Work required →
Extract each line of the rows below that contains the string "button", and list those lines in their original order, one per line.

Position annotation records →
* * *

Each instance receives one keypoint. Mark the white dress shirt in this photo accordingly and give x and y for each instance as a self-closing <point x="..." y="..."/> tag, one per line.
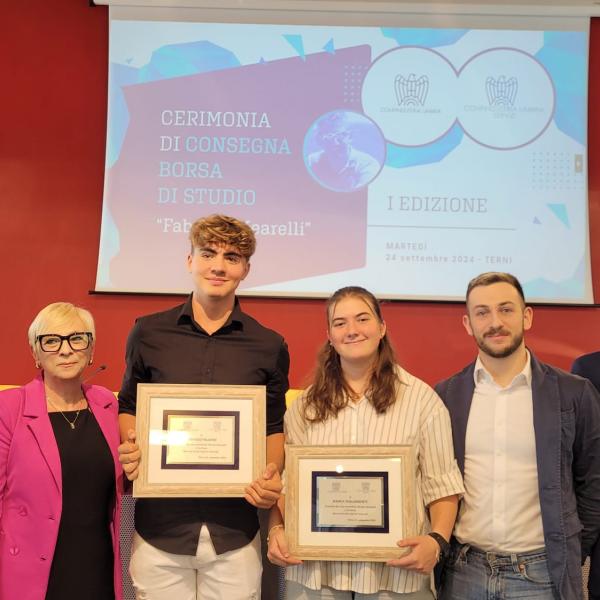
<point x="500" y="511"/>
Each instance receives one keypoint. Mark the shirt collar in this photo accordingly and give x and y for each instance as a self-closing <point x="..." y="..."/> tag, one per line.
<point x="235" y="320"/>
<point x="481" y="374"/>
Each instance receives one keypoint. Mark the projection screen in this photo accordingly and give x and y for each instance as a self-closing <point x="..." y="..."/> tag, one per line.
<point x="402" y="153"/>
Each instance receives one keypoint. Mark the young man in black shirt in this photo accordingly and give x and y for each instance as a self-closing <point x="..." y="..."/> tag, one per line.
<point x="205" y="548"/>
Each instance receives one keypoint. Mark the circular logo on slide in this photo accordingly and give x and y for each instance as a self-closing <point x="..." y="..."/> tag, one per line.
<point x="410" y="93"/>
<point x="344" y="150"/>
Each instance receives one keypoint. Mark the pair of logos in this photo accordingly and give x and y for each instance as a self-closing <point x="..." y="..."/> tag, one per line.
<point x="413" y="91"/>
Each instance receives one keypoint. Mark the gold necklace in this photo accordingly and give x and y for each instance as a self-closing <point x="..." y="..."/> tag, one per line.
<point x="71" y="423"/>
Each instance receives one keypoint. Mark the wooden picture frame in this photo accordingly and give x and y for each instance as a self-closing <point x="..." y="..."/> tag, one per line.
<point x="199" y="440"/>
<point x="349" y="503"/>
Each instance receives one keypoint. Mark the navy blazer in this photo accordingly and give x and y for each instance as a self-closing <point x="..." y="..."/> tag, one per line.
<point x="566" y="421"/>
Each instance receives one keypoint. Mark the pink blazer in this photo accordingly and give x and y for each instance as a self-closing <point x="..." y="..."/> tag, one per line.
<point x="31" y="484"/>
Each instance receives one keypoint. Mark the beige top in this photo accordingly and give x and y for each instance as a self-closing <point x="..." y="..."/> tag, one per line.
<point x="419" y="418"/>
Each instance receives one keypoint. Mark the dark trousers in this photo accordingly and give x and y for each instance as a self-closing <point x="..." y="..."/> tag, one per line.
<point x="594" y="581"/>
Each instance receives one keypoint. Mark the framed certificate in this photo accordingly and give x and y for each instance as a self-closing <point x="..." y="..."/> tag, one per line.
<point x="199" y="440"/>
<point x="349" y="502"/>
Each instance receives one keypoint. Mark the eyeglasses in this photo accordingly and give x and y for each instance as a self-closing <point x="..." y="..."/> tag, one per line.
<point x="52" y="342"/>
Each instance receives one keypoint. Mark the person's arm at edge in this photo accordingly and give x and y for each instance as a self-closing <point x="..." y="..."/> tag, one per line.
<point x="586" y="467"/>
<point x="129" y="452"/>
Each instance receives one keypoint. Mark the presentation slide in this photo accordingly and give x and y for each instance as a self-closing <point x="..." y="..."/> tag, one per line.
<point x="403" y="160"/>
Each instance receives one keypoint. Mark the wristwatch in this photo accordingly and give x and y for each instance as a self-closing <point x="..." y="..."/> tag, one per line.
<point x="443" y="544"/>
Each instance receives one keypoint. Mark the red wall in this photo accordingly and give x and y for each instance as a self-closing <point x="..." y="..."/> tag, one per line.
<point x="52" y="136"/>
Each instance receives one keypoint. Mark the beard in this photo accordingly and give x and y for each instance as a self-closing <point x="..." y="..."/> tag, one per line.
<point x="502" y="352"/>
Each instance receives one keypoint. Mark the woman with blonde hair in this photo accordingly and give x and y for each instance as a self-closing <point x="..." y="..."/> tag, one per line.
<point x="60" y="477"/>
<point x="360" y="395"/>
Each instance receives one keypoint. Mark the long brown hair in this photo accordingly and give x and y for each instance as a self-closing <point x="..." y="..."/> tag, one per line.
<point x="329" y="392"/>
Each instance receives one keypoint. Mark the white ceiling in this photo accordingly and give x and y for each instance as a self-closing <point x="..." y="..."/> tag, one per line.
<point x="573" y="8"/>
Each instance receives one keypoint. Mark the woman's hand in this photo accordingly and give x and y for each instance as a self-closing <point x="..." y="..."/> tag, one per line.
<point x="278" y="552"/>
<point x="129" y="456"/>
<point x="265" y="491"/>
<point x="422" y="557"/>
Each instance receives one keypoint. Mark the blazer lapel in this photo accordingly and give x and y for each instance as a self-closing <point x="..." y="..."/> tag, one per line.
<point x="36" y="417"/>
<point x="458" y="398"/>
<point x="546" y="423"/>
<point x="106" y="418"/>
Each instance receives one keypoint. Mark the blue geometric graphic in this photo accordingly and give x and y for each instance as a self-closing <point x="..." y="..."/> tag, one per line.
<point x="295" y="41"/>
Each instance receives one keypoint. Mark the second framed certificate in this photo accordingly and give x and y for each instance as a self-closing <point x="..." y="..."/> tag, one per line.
<point x="199" y="440"/>
<point x="349" y="502"/>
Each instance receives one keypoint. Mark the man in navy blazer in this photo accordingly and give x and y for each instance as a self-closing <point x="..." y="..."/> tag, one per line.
<point x="527" y="440"/>
<point x="588" y="366"/>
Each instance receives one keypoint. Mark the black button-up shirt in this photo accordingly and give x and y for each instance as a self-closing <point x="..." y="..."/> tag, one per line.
<point x="170" y="347"/>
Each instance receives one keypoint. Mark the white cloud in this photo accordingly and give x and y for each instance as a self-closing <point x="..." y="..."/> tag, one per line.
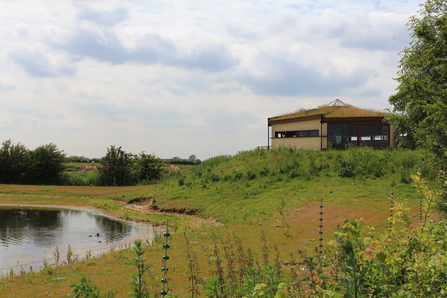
<point x="176" y="78"/>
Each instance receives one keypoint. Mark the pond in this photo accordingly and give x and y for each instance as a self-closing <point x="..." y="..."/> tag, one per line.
<point x="30" y="237"/>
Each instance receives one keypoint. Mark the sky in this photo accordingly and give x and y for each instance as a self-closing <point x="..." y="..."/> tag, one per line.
<point x="180" y="78"/>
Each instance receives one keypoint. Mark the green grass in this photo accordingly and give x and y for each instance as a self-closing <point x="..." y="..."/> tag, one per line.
<point x="246" y="192"/>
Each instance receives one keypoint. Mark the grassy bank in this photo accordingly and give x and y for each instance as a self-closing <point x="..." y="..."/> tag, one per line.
<point x="261" y="204"/>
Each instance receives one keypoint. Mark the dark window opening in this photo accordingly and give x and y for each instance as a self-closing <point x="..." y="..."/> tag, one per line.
<point x="353" y="135"/>
<point x="297" y="134"/>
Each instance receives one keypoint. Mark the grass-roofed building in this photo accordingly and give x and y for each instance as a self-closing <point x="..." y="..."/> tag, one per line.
<point x="336" y="125"/>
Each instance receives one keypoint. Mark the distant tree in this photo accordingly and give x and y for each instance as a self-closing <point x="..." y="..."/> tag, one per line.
<point x="80" y="159"/>
<point x="147" y="167"/>
<point x="14" y="162"/>
<point x="421" y="98"/>
<point x="116" y="167"/>
<point x="47" y="164"/>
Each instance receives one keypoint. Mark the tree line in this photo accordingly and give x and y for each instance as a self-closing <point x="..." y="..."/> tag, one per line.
<point x="47" y="164"/>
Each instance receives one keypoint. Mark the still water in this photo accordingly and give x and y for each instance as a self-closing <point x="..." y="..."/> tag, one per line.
<point x="30" y="236"/>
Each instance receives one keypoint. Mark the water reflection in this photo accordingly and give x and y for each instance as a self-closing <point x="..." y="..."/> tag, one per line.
<point x="31" y="235"/>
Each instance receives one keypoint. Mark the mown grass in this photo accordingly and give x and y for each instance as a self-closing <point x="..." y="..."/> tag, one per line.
<point x="272" y="193"/>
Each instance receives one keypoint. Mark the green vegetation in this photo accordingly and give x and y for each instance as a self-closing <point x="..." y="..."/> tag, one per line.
<point x="48" y="165"/>
<point x="269" y="203"/>
<point x="421" y="95"/>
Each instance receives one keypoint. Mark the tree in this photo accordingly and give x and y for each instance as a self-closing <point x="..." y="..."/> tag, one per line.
<point x="116" y="167"/>
<point x="14" y="162"/>
<point x="421" y="98"/>
<point x="147" y="167"/>
<point x="47" y="164"/>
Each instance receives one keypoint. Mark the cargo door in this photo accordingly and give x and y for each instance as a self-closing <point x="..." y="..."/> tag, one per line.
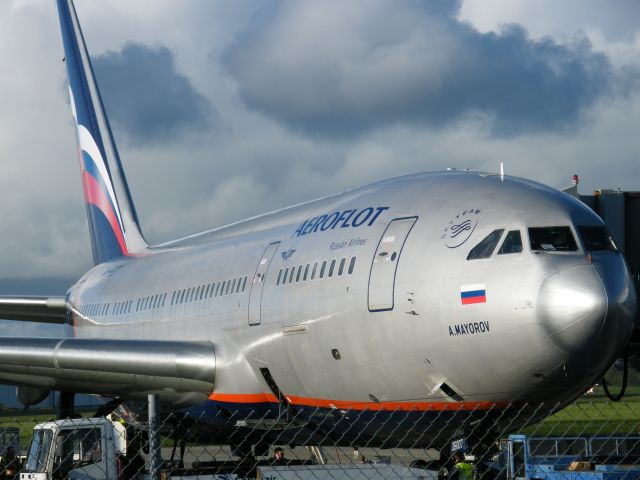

* * *

Response to the task →
Each instance receives one keypoint. Mark the black button-up shirt in this photo accordingly and give x and y for each instance as a self-closing <point x="..." y="..."/> tag, one per line.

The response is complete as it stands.